## Exercise goal
Can you extend the private equity news roundup below, picking up right after its last sentence?

## Passage shown
________________________________________

We open today by speaking to Thoma Bravo’s Holden Spaht about his firm’s recent sale of Adenza to Nasdaq, a deal that sees Thoma take a shareholding in Nasdaq.
Next, Nina Lindholm talks to Ada Pospi of Hamilton Lane in the first of a series of interviews with members of the LGBTQ+ community who work within the private equity industry, as we mark Pride Month.
We then have a private equity investment in a Formula 1 team to report, before we have an update on Silver Lake’s pursuit of Software AG.
Finally, I’m sure many of you were, like me, following the remarkable events in Russia over the weekend. Just a few days before, Lenna Koszarny, founding partner and CEO of Horizon Capital, a private equity investor in Ukrainian businesses, had given a talk at PEI Group’s London office about how her business has operated since Russia’s invasion of Ukraine. We have some highlights of that interview for you today.
Thoma Bravo turned a few heads a couple of weeks ago when it announced that it was selling Adenza, a fintech firm with dual headquarters in London and New York City, to Nasdaq for $10.5 billion in a cash and shares deal.

________________________________________

## Data section
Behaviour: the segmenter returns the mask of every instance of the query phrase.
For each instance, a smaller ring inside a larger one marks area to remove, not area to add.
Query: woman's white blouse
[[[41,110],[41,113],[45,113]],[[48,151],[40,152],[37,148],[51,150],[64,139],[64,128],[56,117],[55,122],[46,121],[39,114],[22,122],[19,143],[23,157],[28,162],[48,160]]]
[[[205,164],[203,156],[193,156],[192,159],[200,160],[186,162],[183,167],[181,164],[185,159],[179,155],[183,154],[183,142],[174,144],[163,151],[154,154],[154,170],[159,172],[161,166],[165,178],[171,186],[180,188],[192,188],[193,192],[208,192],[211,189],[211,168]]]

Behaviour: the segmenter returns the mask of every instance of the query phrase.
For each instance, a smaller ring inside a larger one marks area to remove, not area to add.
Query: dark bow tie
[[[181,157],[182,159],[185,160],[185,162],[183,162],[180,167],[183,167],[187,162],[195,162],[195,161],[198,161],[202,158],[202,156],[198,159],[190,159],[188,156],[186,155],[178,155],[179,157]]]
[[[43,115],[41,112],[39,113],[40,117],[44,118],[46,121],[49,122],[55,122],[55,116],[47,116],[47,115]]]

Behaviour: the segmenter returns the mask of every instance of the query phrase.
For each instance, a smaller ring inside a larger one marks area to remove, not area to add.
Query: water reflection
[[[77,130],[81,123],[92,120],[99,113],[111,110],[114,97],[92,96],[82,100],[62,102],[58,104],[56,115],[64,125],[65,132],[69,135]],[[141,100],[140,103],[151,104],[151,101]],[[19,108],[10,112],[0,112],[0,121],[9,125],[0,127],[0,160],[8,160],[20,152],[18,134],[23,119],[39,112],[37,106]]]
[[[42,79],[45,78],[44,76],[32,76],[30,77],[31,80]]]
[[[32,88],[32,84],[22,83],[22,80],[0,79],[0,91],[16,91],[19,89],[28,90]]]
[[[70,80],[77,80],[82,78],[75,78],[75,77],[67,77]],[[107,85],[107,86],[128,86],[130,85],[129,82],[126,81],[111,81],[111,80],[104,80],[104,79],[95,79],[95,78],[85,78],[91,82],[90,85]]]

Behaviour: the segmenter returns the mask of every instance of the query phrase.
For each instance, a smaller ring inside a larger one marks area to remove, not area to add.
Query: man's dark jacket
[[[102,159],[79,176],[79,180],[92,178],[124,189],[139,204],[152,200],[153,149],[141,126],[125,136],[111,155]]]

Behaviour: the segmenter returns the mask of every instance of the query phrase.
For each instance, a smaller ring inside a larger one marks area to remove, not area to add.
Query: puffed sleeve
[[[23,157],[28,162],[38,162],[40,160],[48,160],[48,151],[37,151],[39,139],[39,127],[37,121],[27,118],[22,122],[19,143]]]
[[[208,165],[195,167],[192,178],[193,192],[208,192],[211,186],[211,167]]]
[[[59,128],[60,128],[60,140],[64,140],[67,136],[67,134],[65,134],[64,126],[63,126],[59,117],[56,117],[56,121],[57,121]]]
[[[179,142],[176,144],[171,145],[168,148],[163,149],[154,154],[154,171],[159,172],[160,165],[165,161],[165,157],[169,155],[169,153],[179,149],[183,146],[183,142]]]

________________________________________

## Exercise answer
I caught up with managing partner Holden Spaht to find out some of the reasons behind the deal and what’s ahead for Thoma’s new investment in Nasdaq – which will see it retain exposure to Adenza.
The private equity firm is taking a roughly 14.9 percent stake in Nasdaq, with the sale of Adenza comprising $5.75 billion in cash and the rest in shares.
That means a return on investment of more than double for San Francisco- and Chicago-headquartered Thoma Bravo, according to sources familiar with the situation. The private equity firm declined to comment on the return.
Thoma Bravo had only held Adenza for a few years before Nasdaq came calling. That meant the process was exclusive – but bilateral.
“We always feel like if the right strategic buyer is interested in one of our portfolio companies – regardless of where we are in our investment horizon – we need to listen,” said Spaht, who is expected to join Nasdaq’s board in New York City once the deal closes.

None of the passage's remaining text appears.